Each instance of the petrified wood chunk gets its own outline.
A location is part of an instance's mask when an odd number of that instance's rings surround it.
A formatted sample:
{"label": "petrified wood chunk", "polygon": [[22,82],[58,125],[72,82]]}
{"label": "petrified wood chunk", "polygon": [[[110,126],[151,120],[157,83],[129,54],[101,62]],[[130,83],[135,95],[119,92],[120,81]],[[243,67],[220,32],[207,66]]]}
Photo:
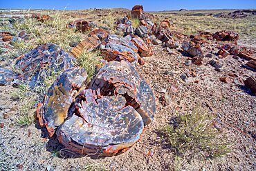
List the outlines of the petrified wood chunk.
{"label": "petrified wood chunk", "polygon": [[220,31],[212,34],[212,37],[217,41],[237,41],[239,34],[231,31]]}
{"label": "petrified wood chunk", "polygon": [[201,58],[204,57],[202,50],[199,44],[193,45],[190,42],[183,42],[181,48],[192,57],[198,56]]}
{"label": "petrified wood chunk", "polygon": [[40,125],[46,127],[51,137],[66,119],[70,105],[86,79],[84,68],[68,69],[48,90],[43,104],[39,106],[37,117]]}
{"label": "petrified wood chunk", "polygon": [[138,54],[141,57],[151,57],[153,55],[153,50],[151,46],[147,46],[145,42],[139,37],[134,37],[131,41],[137,47]]}
{"label": "petrified wood chunk", "polygon": [[102,42],[100,50],[108,61],[125,60],[137,62],[139,57],[138,49],[131,41],[113,34],[109,34]]}
{"label": "petrified wood chunk", "polygon": [[15,68],[21,71],[23,81],[34,88],[42,86],[45,78],[75,66],[76,59],[55,44],[39,45],[17,59]]}
{"label": "petrified wood chunk", "polygon": [[152,121],[156,111],[155,97],[145,80],[129,63],[122,61],[107,63],[91,81],[91,88],[100,89],[102,95],[124,96],[127,105],[137,110],[145,125]]}
{"label": "petrified wood chunk", "polygon": [[152,90],[125,61],[105,64],[89,89],[82,90],[86,76],[82,69],[72,68],[55,81],[38,108],[40,125],[51,136],[56,132],[72,152],[103,156],[125,152],[153,119]]}
{"label": "petrified wood chunk", "polygon": [[12,70],[0,66],[0,86],[10,84],[16,76],[16,74]]}
{"label": "petrified wood chunk", "polygon": [[91,89],[82,91],[76,114],[57,132],[59,141],[79,153],[112,156],[125,151],[139,140],[144,126],[140,115],[125,105],[122,96],[99,97]]}
{"label": "petrified wood chunk", "polygon": [[77,57],[80,56],[84,50],[87,50],[89,52],[93,50],[100,43],[100,38],[98,37],[96,34],[91,34],[73,48],[71,52],[71,54]]}
{"label": "petrified wood chunk", "polygon": [[250,77],[246,80],[244,81],[244,85],[250,88],[252,92],[256,95],[256,79],[254,77]]}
***
# [Aim]
Reproduce all the rows above, renaming "rings" to "loops" and leaving everything else unchanged. Omit the pictures.

# [Full response]
Each instance of the petrified wood chunk gets its own outline.
A location is part of an instance's mask when an odd number of that instance's loops surround it.
A formatted sample:
{"label": "petrified wood chunk", "polygon": [[22,82],[58,125],[72,82]]}
{"label": "petrified wood chunk", "polygon": [[[110,126],[151,120],[157,83],[129,54],[101,62]],[[130,83],[135,95],[119,92],[120,81]],[[243,67],[220,32],[207,66]]]}
Photo:
List the outlines of the petrified wood chunk.
{"label": "petrified wood chunk", "polygon": [[220,31],[212,34],[212,37],[217,41],[237,41],[239,34],[231,31]]}
{"label": "petrified wood chunk", "polygon": [[201,58],[204,57],[202,50],[199,44],[193,45],[190,42],[183,42],[181,48],[192,57],[198,56]]}
{"label": "petrified wood chunk", "polygon": [[40,125],[46,127],[51,137],[66,119],[70,105],[86,79],[84,68],[68,69],[48,90],[43,104],[39,106],[37,117]]}
{"label": "petrified wood chunk", "polygon": [[138,54],[141,57],[151,57],[153,55],[153,50],[151,46],[147,46],[145,42],[139,37],[134,37],[131,41],[137,47]]}
{"label": "petrified wood chunk", "polygon": [[102,42],[100,50],[108,61],[125,60],[137,62],[139,57],[138,49],[131,41],[113,34],[109,34]]}
{"label": "petrified wood chunk", "polygon": [[15,68],[21,71],[23,81],[34,88],[42,86],[45,78],[75,66],[76,59],[55,44],[39,45],[17,59]]}
{"label": "petrified wood chunk", "polygon": [[152,121],[156,111],[155,97],[145,80],[129,63],[122,61],[107,63],[91,81],[91,88],[100,89],[102,95],[124,96],[127,105],[137,110],[145,125]]}
{"label": "petrified wood chunk", "polygon": [[152,90],[125,61],[105,64],[89,89],[82,90],[86,76],[82,69],[72,68],[55,81],[38,108],[40,125],[51,136],[56,132],[72,152],[103,156],[125,152],[153,119]]}
{"label": "petrified wood chunk", "polygon": [[12,70],[0,66],[0,86],[10,84],[16,76],[16,74]]}
{"label": "petrified wood chunk", "polygon": [[91,89],[82,91],[76,114],[57,132],[59,141],[79,153],[112,156],[125,151],[139,140],[144,126],[140,115],[125,105],[122,96],[99,97]]}
{"label": "petrified wood chunk", "polygon": [[77,57],[80,56],[84,50],[87,50],[89,52],[93,50],[100,43],[100,38],[98,37],[96,34],[91,34],[73,48],[71,52],[71,54]]}
{"label": "petrified wood chunk", "polygon": [[250,77],[246,80],[244,81],[244,85],[250,88],[252,92],[256,95],[256,79],[254,77]]}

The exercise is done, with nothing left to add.